§ **PROBLEM TO SOLVE**
Can you format every line of the data below as a numbered list, dropping any blank lines?

** START DATASET CONTENT **

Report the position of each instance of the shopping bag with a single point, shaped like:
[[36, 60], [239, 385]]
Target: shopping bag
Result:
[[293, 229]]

** END DATASET CONTENT **

§ **WRITTEN REPLY**
1. Report the position of each instance of the shopping bag with a single point, shaped like:
2. [[36, 60], [239, 385]]
3. Target: shopping bag
4. Result:
5. [[293, 229]]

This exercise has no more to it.